======== Text shown ========
March 2000

By this time, many of you have probably seen the new GLSEN-sponsored TV spots with Judy Shepard, Matt Shepard's mother. For those of you that haven't (I myself have only caught them when channel surfing and have hit MTV, for some reason) they start in a locker room, where a succession of various boys yell demeaning comments at the camera, which backs up as the boys approach. Then it cuts to Judy Shepard, and then to a photo of her son. After that, it returns to a tearful Judy, saying, I believe, "Please don't let there be a next time." As the last thing we see, there's a phone number to call for more information. The first time I saw the spot, catching only about three-quarters of it, it caught me completely off-guard, and frankly scared the living daylights out of me. That is its intention, and something it does really rather well.

The spot hits on the most hurtful form of homophobic abuse- being directly called a f*ggot or a queer. The youth in my school call lesbians f*ggots, so I think that insult has become less gender-specific than it used to be- or the kids in my school could be even more clueless than I thought, I don't know. And it's good, excellent even, that GLSEN is trying to get people to realize how much those kinds of insults hurt. As a big, handmade poster in my school cafeteria reads, "Words Hurt". The people who call something queer when they're displeased have to learn that those words are completely unacceptable in that context.
========
Complete the following ▸
A) In the essay on the GLSEN TV spots, where does each spot begin?
B) Please reproduce the essay on the GLSEN TV spots between "The spot hits" and "in that context.", inclusive.
The items that come after this essay are separate material.
======== Extracted data ========
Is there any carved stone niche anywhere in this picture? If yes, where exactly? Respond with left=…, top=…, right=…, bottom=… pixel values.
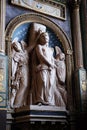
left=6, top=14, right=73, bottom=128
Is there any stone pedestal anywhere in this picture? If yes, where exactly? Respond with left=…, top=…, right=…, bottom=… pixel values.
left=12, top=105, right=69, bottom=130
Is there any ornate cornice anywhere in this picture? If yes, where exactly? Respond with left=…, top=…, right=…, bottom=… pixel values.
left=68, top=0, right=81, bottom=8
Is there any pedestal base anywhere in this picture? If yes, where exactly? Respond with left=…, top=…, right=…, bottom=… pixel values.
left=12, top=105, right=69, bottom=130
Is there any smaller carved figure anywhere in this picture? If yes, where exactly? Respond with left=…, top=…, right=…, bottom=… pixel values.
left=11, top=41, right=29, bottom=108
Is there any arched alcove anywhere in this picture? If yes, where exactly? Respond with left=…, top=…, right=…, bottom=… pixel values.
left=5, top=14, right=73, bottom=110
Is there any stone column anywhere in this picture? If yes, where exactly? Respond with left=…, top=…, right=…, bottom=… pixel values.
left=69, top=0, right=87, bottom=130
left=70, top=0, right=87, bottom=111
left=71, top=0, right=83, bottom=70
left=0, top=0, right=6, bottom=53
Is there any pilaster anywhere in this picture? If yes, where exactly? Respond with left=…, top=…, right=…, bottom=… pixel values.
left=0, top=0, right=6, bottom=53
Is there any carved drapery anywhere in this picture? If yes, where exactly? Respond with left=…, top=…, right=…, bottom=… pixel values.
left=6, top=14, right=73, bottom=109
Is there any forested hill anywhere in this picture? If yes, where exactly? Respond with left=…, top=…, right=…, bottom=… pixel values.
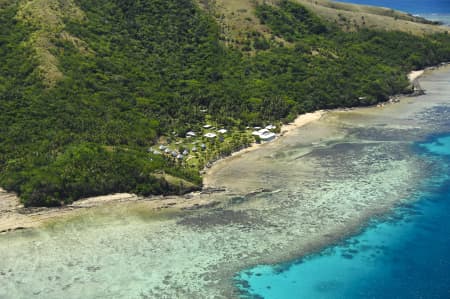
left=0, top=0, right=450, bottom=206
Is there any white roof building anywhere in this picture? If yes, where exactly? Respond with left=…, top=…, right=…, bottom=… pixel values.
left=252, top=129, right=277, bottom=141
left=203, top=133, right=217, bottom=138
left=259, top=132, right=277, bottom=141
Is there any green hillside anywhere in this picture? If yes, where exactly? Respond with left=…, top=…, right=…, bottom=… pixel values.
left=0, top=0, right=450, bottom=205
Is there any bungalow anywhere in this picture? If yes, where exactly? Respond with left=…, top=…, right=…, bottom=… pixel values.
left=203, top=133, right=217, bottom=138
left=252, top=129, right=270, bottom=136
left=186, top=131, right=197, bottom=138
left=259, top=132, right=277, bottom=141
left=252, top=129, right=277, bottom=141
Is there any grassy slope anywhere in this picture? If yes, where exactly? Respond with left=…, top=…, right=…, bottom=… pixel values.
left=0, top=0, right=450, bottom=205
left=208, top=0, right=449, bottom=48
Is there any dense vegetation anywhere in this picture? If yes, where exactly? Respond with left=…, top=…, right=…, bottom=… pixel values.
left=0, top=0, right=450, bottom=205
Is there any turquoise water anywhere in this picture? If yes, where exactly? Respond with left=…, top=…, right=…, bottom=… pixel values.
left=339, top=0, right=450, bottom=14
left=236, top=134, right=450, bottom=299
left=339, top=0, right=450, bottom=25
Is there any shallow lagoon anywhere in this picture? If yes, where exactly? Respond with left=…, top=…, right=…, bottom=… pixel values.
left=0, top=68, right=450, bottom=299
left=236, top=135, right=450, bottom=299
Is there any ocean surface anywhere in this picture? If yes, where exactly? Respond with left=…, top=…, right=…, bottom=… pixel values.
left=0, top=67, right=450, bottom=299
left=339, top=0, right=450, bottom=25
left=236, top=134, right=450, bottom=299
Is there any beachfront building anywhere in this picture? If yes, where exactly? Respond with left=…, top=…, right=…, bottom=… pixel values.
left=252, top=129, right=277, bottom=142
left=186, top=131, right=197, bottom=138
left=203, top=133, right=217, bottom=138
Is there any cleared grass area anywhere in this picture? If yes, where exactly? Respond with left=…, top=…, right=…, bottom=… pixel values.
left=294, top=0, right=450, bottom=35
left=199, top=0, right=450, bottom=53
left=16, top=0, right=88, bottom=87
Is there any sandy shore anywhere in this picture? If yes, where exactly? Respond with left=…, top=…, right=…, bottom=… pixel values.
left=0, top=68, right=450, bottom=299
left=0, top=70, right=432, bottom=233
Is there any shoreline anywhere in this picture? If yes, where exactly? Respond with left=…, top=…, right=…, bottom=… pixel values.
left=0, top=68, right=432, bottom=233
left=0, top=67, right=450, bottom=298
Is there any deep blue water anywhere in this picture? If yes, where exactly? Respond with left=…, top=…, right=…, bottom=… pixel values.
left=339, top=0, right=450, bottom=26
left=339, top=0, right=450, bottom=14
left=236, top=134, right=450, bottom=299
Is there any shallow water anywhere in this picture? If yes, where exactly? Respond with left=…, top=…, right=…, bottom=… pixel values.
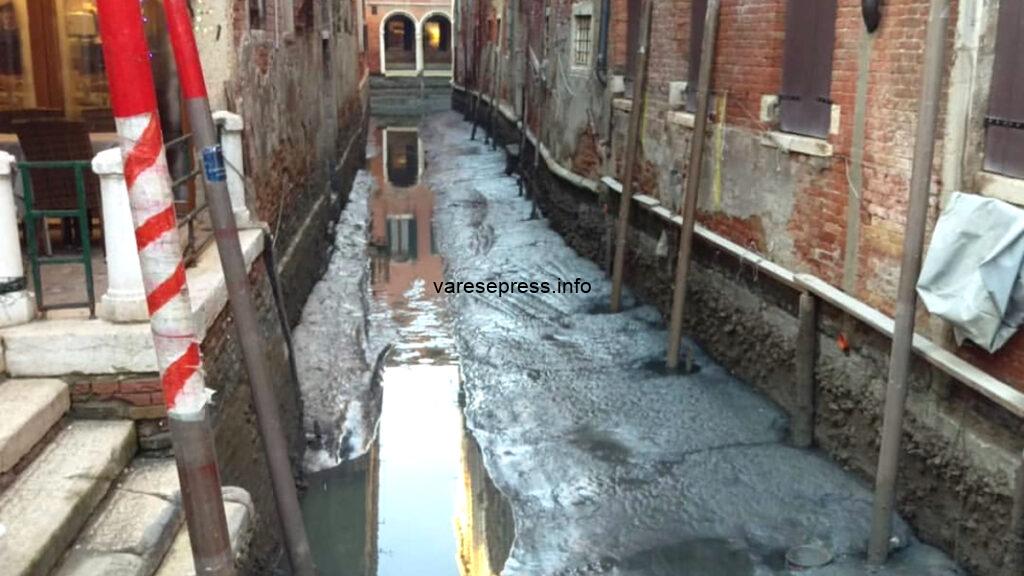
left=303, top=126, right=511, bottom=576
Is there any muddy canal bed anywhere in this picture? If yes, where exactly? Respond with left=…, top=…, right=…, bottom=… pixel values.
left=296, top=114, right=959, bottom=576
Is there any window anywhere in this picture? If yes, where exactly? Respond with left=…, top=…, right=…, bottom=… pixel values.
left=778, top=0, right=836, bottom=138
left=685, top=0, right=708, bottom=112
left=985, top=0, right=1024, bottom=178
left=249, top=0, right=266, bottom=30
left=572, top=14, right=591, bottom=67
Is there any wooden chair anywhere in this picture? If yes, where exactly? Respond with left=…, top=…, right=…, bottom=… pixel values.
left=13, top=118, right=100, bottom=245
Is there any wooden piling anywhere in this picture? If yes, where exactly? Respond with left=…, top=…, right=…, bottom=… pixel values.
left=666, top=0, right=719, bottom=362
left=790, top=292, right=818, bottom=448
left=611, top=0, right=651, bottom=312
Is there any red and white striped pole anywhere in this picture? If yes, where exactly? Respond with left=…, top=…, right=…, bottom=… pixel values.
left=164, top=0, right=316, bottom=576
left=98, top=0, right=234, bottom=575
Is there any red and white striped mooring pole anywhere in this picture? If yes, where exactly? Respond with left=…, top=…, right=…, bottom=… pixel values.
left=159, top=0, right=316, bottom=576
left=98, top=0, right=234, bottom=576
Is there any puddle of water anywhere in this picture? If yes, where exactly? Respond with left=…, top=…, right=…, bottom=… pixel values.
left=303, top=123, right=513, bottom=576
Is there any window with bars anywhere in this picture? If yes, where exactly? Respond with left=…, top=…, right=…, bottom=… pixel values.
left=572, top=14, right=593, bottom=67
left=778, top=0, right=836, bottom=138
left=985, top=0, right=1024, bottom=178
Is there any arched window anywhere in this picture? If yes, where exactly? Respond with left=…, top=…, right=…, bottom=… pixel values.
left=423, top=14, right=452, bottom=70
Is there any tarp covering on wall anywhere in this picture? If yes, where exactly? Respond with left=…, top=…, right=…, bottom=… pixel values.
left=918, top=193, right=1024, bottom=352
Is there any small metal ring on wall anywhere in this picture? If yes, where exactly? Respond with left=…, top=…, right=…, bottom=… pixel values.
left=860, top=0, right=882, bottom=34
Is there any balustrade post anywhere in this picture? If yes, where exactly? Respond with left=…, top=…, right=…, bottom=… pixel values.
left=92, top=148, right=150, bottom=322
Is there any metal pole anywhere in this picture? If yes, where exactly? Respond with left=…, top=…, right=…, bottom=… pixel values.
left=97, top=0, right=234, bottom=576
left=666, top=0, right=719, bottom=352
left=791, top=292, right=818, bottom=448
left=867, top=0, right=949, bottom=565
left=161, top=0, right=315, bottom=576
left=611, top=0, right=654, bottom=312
========
======== Extracted data ========
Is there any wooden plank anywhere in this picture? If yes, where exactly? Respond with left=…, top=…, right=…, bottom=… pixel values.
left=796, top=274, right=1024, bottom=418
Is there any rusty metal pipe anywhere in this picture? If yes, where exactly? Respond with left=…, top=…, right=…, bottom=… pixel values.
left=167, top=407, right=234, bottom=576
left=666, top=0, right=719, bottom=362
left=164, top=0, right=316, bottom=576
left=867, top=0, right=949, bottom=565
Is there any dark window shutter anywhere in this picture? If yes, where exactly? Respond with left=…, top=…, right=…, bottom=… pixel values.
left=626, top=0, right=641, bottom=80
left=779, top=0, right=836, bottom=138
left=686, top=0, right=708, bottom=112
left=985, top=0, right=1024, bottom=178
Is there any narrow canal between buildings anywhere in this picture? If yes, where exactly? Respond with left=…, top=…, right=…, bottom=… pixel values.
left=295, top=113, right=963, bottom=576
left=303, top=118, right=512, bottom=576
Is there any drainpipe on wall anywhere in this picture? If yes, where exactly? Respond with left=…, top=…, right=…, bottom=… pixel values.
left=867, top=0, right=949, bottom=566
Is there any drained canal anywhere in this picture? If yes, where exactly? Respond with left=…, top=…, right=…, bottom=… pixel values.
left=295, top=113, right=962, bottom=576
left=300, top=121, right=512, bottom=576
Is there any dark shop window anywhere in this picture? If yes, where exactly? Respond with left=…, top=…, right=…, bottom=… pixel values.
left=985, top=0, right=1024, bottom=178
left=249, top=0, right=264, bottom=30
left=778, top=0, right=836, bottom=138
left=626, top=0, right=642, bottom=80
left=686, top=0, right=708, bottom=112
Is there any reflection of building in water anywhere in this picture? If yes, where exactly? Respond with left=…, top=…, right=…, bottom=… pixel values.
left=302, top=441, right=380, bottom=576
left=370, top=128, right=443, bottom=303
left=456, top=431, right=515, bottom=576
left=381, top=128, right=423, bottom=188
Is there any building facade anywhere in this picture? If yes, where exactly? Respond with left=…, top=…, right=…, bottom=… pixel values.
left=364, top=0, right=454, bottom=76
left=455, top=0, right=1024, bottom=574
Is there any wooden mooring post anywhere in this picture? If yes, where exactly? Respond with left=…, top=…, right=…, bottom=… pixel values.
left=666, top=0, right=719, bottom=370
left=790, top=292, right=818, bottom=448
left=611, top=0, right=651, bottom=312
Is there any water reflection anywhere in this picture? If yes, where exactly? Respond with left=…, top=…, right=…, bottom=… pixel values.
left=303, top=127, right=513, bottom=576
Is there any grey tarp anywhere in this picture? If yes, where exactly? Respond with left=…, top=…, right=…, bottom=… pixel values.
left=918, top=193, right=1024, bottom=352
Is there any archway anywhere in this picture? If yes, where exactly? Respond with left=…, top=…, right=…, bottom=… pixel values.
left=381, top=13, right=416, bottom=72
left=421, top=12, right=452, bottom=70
========
======== Extracted data ========
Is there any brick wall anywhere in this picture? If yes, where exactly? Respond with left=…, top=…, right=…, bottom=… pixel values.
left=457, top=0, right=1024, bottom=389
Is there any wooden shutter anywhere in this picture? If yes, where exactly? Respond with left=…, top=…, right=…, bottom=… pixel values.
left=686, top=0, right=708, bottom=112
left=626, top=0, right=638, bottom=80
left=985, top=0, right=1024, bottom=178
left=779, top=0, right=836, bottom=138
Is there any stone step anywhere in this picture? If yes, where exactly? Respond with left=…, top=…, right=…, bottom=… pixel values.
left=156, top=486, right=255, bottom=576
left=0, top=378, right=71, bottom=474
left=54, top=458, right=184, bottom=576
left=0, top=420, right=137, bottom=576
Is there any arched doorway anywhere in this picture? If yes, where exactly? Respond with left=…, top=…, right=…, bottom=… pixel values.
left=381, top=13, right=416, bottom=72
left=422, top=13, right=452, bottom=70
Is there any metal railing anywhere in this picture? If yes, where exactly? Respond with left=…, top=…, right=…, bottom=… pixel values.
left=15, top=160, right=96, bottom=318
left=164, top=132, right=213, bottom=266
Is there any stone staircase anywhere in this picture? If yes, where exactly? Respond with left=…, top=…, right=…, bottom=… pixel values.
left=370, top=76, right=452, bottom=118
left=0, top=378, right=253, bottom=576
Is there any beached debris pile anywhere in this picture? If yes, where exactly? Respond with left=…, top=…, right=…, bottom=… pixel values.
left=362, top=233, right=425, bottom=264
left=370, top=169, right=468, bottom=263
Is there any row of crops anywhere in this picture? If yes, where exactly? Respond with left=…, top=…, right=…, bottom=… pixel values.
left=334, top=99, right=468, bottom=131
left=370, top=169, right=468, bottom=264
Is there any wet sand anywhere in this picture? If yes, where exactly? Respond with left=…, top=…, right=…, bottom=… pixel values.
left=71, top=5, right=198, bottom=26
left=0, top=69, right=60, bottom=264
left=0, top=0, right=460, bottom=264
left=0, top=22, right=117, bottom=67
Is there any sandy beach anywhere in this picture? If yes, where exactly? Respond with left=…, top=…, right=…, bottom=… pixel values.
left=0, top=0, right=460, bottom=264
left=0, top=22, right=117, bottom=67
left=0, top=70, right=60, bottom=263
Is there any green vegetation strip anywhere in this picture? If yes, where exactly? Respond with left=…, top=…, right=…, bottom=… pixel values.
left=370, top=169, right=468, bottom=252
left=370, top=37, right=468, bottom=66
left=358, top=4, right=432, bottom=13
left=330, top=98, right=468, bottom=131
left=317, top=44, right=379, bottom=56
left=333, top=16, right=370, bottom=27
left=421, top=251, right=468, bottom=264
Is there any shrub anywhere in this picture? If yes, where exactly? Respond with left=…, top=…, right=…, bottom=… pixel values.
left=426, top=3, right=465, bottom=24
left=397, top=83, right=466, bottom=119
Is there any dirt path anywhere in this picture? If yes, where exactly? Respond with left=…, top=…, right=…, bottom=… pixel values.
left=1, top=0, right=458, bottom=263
========
Solved tasks ▸
A) In a locker room.

B)
The spot hits on the most hurtful form of homophobic abuse- being directly called a f*ggot or a queer. The youth in my school call lesbians f*ggots, so I think that insult has become less gender-specific than it used to be- or the kids in my school could be even more clueless than I thought, I don't know. And it's good, excellent even, that GLSEN is trying to get people to realize how much those kinds of insults hurt. As a big, handmade poster in my school cafeteria reads, "Words Hurt". The people who call something queer when they're displeased have to learn that those words are completely unacceptable in that context.